(Excerpts from segmentation records)
※ ※ ※
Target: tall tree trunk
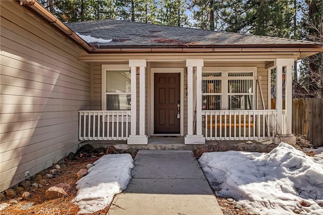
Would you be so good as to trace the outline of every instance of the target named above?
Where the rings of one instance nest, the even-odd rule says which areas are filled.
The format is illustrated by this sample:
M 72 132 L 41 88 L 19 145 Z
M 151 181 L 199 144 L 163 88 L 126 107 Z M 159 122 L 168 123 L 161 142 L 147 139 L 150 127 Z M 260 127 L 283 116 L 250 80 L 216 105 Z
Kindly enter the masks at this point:
M 148 23 L 148 7 L 147 7 L 147 4 L 148 3 L 146 3 L 145 5 L 145 23 Z
M 135 21 L 135 4 L 133 0 L 131 0 L 131 21 Z
M 49 8 L 49 12 L 52 14 L 53 12 L 53 5 L 52 5 L 52 0 L 49 0 L 48 2 L 49 2 L 48 7 Z
M 181 1 L 179 0 L 178 10 L 177 11 L 177 26 L 181 27 Z
M 296 23 L 296 16 L 297 15 L 297 0 L 294 0 L 294 38 L 298 39 L 296 38 L 296 35 L 297 34 L 297 25 Z M 298 86 L 298 81 L 297 80 L 297 62 L 296 61 L 294 63 L 294 93 L 297 93 L 297 87 Z
M 98 20 L 99 20 L 99 0 L 96 0 L 96 1 L 97 2 L 97 17 L 96 17 L 97 18 L 96 18 L 96 19 Z
M 214 1 L 210 2 L 210 30 L 214 31 Z
M 81 21 L 84 21 L 84 0 L 81 1 Z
※ ※ ※
Given request: Please count the lines in the items above that contain the word "this". Reply with the number alone.

Solution: 2